(INFORMATION SHOWN begins)

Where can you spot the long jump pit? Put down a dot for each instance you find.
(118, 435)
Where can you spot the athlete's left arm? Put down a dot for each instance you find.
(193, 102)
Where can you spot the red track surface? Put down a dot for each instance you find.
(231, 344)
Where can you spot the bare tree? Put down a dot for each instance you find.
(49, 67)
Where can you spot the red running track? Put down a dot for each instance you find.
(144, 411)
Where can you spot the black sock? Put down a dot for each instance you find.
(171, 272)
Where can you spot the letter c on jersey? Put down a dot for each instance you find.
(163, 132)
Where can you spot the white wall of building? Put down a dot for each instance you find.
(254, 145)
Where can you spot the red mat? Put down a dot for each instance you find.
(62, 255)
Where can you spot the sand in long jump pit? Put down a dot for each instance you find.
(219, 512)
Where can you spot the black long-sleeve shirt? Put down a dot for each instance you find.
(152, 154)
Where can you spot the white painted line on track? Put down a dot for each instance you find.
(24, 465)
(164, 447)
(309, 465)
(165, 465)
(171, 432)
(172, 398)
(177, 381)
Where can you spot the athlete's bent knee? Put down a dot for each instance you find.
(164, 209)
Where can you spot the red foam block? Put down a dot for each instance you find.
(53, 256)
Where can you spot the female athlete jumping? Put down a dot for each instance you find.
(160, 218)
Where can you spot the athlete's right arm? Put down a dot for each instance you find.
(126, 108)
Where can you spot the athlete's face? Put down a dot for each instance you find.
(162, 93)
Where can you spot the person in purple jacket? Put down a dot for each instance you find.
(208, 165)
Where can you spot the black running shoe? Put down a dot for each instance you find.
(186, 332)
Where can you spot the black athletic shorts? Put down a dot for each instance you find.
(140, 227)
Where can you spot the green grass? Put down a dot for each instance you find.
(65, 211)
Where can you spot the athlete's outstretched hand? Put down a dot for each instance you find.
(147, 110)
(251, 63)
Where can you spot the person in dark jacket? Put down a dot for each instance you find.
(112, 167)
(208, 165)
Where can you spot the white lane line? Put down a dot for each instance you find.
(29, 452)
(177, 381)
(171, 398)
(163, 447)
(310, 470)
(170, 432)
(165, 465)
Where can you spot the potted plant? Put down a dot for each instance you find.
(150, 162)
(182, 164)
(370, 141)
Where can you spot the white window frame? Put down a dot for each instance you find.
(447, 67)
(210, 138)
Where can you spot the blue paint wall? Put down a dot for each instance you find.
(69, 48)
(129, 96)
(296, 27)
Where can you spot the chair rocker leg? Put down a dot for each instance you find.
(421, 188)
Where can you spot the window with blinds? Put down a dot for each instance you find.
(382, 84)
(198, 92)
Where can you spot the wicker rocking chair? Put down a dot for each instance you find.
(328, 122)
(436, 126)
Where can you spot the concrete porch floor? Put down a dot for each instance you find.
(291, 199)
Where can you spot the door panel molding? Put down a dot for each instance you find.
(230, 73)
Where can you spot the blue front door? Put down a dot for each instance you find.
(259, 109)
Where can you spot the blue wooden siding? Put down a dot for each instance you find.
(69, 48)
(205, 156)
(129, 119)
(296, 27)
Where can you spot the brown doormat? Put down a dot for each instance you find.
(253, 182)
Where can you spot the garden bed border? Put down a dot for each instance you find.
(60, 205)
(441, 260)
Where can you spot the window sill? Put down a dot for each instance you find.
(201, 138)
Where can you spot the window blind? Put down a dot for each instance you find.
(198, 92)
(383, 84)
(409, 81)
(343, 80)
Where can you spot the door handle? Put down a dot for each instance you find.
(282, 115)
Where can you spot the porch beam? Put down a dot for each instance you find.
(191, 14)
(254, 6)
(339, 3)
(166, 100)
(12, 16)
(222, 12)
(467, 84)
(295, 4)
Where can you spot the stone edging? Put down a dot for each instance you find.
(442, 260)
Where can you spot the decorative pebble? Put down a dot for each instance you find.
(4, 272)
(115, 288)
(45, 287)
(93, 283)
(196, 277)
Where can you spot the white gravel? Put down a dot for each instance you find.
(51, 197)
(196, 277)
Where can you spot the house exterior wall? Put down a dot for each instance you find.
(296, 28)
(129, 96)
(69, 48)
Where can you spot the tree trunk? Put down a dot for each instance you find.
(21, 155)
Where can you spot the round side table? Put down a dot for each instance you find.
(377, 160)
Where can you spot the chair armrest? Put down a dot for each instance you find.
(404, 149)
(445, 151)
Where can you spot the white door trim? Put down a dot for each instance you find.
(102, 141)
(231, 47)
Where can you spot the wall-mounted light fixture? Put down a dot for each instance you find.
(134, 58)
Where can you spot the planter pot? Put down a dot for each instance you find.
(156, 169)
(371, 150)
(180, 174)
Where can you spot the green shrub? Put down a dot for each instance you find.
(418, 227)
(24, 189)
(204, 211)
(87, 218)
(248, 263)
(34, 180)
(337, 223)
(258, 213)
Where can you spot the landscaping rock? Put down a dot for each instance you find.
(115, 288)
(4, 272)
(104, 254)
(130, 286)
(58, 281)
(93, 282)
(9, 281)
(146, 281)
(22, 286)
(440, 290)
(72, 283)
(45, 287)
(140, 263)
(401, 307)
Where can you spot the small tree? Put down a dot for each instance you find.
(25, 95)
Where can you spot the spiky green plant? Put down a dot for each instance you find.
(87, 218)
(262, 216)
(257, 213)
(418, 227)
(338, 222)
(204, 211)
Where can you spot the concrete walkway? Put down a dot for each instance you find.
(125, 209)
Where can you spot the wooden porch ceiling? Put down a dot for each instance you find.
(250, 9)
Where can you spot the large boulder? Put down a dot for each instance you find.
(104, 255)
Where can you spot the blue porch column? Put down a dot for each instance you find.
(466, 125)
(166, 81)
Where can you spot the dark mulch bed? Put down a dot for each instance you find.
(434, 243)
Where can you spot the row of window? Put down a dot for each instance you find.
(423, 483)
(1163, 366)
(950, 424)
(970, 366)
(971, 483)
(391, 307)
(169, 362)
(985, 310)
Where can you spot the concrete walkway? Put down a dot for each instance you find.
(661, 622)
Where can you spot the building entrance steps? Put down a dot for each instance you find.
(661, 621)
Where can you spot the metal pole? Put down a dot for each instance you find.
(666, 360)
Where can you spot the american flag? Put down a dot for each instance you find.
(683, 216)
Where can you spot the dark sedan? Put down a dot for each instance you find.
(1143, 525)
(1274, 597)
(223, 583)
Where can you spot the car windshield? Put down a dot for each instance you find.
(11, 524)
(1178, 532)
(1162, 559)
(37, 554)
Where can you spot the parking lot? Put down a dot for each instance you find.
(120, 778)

(INFORMATION SHOWN ends)

TASK GOAL — A faithful copy of every record is required; output it in full.

TASK OUTPUT —
Where can you spot the long jump pit? Put down a dot for each instance you find.
(118, 435)
Where can you spot the athlete's left arm? Put down a dot for each instance you find.
(193, 102)
Where can you spot the red track surface? Put down a dot for each instance you find.
(231, 344)
Where can you spot the bare tree? Put down a dot for each instance you find.
(49, 67)
Where can you spot the red running track? Put down a dot for each instance you find.
(144, 411)
Where can you spot the black sock? Put down a dot for each instance you find.
(171, 272)
Where can you spot the letter c on jersey? Put down a dot for each instance you find.
(163, 132)
Where can you spot the white wall of building? Put down a dot for each instance you find.
(254, 145)
Where can you spot the red mat? Put down a dot for each instance you find.
(62, 255)
Where can you spot the sand in long jump pit? Put down a dot for each instance you find.
(219, 512)
Where can you spot the black long-sleeve shirt? Put down a dot for each instance you find.
(152, 154)
Where can you spot the white painted line on track? Put down a dot for each instance you find.
(24, 465)
(164, 447)
(309, 465)
(165, 465)
(171, 432)
(172, 398)
(177, 381)
Where can you spot the athlete's bent knee? Put down a dot for each instance you find.
(164, 209)
Where can you spot the red foam block? Put down a dot for each instance you find.
(53, 256)
Where can you spot the female athlete jumping? Put down a dot for each instance you find.
(160, 218)
Where can you spot the athlete's right arm? Put down a dot for each instance you find.
(126, 108)
Where can you spot the athlete's face? Put down a dot for each instance you find.
(162, 93)
Where can you spot the person in purple jacket? Put down a dot for each instance you find.
(208, 165)
Where can you spot the black running shoe? Put down a dot for each instance you find.
(186, 332)
Where can you spot the black athletic shorts? Put down a dot for each instance you find.
(140, 227)
Where can you spot the green grass? Put down a dot for each instance you find.
(65, 211)
Where can you spot the athlete's outstretched hand? Put down a dot for each instance you find.
(147, 110)
(251, 63)
Where can you spot the person in dark jacket? Put down a dot for each instance you find.
(112, 167)
(208, 165)
Where can you spot the white lane line? Put down a dot for each instance you find.
(29, 452)
(177, 381)
(171, 398)
(163, 447)
(310, 470)
(170, 432)
(165, 465)
Where can you spot the potted plant? Put down a dot for each instance you find.
(150, 162)
(182, 164)
(370, 141)
Where can you spot the white window frame? Put down a dot for each instance you find.
(447, 67)
(210, 138)
Where can you spot the blue paint wall? Put down a dot for each instance you find.
(69, 48)
(129, 96)
(296, 27)
Where can you spot the chair rocker leg? Put down a dot for each instance you find.
(421, 188)
Where can you spot the window with blinds? Put down a dot for each instance you find.
(382, 84)
(198, 92)
Where can you spot the wicker rocking chair? Put down a dot for each instance you find.
(328, 122)
(436, 126)
Where can you spot the concrete porch floor? Put down a dot for each instance you find.
(291, 199)
Where can you spot the door panel molding? Put down a dot for each instance you find.
(230, 73)
Where can you spot the blue front door? Put down a dot for each instance you find.
(259, 109)
Where can you spot the blue wooden siding? Put down a dot for each instance you find.
(69, 48)
(205, 156)
(129, 119)
(296, 27)
Where can you spot the brown doormat? Put down a dot for each instance you find.
(253, 182)
Where can you spot the garden bed border? Put down a dot for each instance you find.
(60, 205)
(441, 260)
Where can you spot the window sill? Put down a dot for each instance you find.
(201, 138)
Where can you spot the window blind? Put down a dot for each instance you find.
(198, 92)
(383, 84)
(409, 81)
(343, 80)
Where can you spot the door handle? Put down a dot for each instance you find.
(282, 115)
Where can you spot the porch beam? Put down a dot for each instance you find.
(191, 14)
(254, 6)
(339, 3)
(166, 100)
(12, 16)
(222, 12)
(467, 84)
(295, 4)
Where can you spot the stone edging? Put down a dot for each instance you find.
(442, 260)
Where can you spot the decorative pebble? Put down a dot for each instance you find.
(4, 272)
(115, 288)
(45, 287)
(93, 283)
(196, 277)
Where can you spot the white gravel? Put down a dot for each instance you find.
(51, 197)
(196, 277)
Where can you spot the house exterior wall? Put down a dot for each instance you find.
(296, 28)
(129, 96)
(69, 48)
Where can you spot the tree trunk? Put down a dot for each instance you find.
(21, 155)
Where can you spot the round side table? Put down a dot for each instance you find.
(377, 160)
Where can you spot the chair armrest? Put down a dot for each instance you find.
(404, 149)
(445, 151)
Where can you spot the white door trim? Put down a dot for each instance you find.
(102, 141)
(231, 47)
Where can you spot the wall-mounted light fixture? Put down a dot for each instance you find.
(134, 58)
Where can you spot the planter pot? Put down a dot for each instance you find.
(156, 169)
(371, 150)
(180, 174)
Where can you spot the green shrub? Put down a dot for each instance you find.
(418, 227)
(24, 189)
(204, 211)
(87, 218)
(248, 263)
(34, 180)
(337, 223)
(258, 213)
Where can you spot the landscaping rock? Put down a dot for each instance you find.
(115, 288)
(4, 272)
(104, 254)
(130, 286)
(58, 281)
(93, 282)
(9, 281)
(146, 281)
(22, 286)
(440, 290)
(72, 283)
(45, 287)
(140, 263)
(401, 307)
Where can you spot the small tree? Put down a dot for each instance you find.
(25, 95)
Where can you spot the spiky green plant? Put down a dot for each instance you find.
(87, 218)
(262, 216)
(257, 213)
(418, 227)
(338, 222)
(204, 211)
Where can you spot the concrete walkway? Put down a dot for each instance you find.
(125, 209)
Where can you spot the wooden porch ceiling? Put down a dot for each instance you find.
(250, 9)
Where can you spot the large boulder? Put down a dot for each instance you find.
(104, 255)
Where can you spot the blue porch column? Put down a dot for each instance you find.
(466, 125)
(166, 81)
Where can you spot the dark mulch bed? Put down a dot for each instance you find.
(434, 243)
Where can you spot the row of window? Put down a dot for each instance you find.
(423, 483)
(1163, 366)
(950, 424)
(970, 366)
(971, 483)
(391, 307)
(169, 362)
(985, 310)
Where can you spot the concrete walkway? Put down a dot for each instance you find.
(661, 622)
Where can you spot the building entrance steps? Put down a dot for each instance you find.
(661, 621)
Where can you spot the metal pole? Put down a dot for each instance you find.
(666, 360)
Where can you spot the american flag? Put down a dot for each instance you find.
(683, 216)
Where can you spot the dark sedan? Put down a dot for each instance you find.
(1143, 525)
(1274, 597)
(223, 583)
Where can you spot the car windshield? Put down a dot for each instance you find.
(11, 524)
(1178, 532)
(1162, 559)
(37, 554)
Where can you spot the parking lot? Put down a dot for each instance you find.
(120, 778)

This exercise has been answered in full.